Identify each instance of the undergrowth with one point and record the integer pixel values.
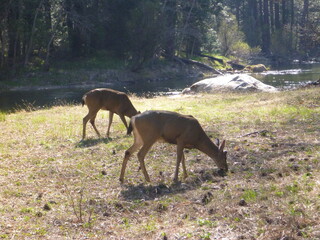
(55, 186)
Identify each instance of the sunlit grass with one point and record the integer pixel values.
(274, 169)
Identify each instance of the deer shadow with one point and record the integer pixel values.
(151, 192)
(93, 141)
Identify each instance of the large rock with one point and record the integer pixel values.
(225, 83)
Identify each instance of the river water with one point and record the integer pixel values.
(285, 77)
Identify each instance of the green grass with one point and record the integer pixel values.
(53, 186)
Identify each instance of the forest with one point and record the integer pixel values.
(36, 33)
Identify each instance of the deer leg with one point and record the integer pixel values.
(185, 174)
(93, 118)
(85, 120)
(110, 121)
(127, 155)
(141, 155)
(180, 156)
(122, 117)
(91, 114)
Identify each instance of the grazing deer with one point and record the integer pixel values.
(106, 99)
(182, 130)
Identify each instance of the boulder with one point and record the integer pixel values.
(256, 68)
(225, 83)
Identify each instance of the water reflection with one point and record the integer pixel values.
(281, 78)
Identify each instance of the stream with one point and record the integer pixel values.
(283, 78)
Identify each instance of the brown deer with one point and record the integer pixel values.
(106, 99)
(171, 127)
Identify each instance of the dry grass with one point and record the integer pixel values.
(55, 187)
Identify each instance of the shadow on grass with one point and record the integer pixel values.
(151, 192)
(92, 142)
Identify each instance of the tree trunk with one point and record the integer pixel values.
(266, 28)
(29, 47)
(277, 15)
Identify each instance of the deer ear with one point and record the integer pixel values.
(221, 147)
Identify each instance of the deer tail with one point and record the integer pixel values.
(83, 100)
(130, 128)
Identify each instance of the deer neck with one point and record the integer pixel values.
(132, 112)
(208, 147)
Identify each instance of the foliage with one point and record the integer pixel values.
(35, 33)
(55, 186)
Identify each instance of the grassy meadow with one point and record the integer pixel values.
(54, 186)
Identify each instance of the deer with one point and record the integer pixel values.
(182, 130)
(106, 99)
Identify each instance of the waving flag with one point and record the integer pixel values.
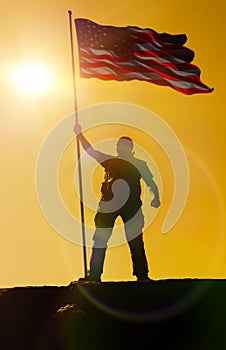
• • • • • • •
- Directions for this task -
Copy all of the lines above word for word, but leave out the pictures.

- Answer -
Identify each instance of the undergrowth with one point and record the integer pixel values.
(55, 186)
Identify each instance of the sunlit grass with one point and record the integer pixel values.
(274, 169)
Identify each instance of the deer shadow with one point and record the integer pixel values.
(151, 192)
(93, 141)
Identify each instance of the large rock with one point and record the integer pixel values.
(225, 83)
Identify each instance of the river water with one point and record the integer pixel values.
(285, 77)
Identify each instance of the green grass with one point and record the integer pixel values.
(53, 186)
Identify each instance of the forest with one point and record the integer pixel values.
(36, 33)
Identify each instance of the deer leg with one point and record the integer pixel values.
(185, 174)
(93, 118)
(85, 120)
(110, 121)
(127, 155)
(141, 155)
(180, 156)
(122, 117)
(91, 114)
Identify each instance of the grazing deer with one point and record the integer pixel values.
(106, 99)
(182, 130)
Identify each instance of the boulder with one point and record the integer pixel values.
(256, 68)
(225, 83)
Identify each instance of the water reflection with one point and record the integer pixel values.
(281, 78)
Identify each instance of the stream with one point and record the integer pixel values.
(283, 78)
Identify each instance of the brown deer with one point and record the integer pixel values.
(106, 99)
(171, 127)
Identify each instance of the dry grass with one point and record the integer pixel values.
(55, 187)
Identify each instance of the shadow on grass with one point and record the integer pixel values.
(151, 192)
(92, 142)
Identify each instance of the tree trunk with one point and record the integer pixel values.
(266, 28)
(29, 47)
(277, 15)
Identify each instance of the deer ear with one point and record the integer pixel values.
(221, 147)
Identify each instance of the deer tail with one point and record the integer pixel values.
(83, 100)
(130, 128)
Identify each instance of the deer neck with one point and record the integer pixel values.
(132, 112)
(208, 147)
Identify each instance of the foliage with one point and record the integer pixel values.
(35, 33)
(55, 186)
Identify each instance of the grassy meadow with one point and record the integer pixel values.
(54, 186)
Identify each instance of the deer with one point and record the integer pixel values.
(182, 130)
(106, 99)
Identify each instance of the waving flag with one point and record the integer pixel values.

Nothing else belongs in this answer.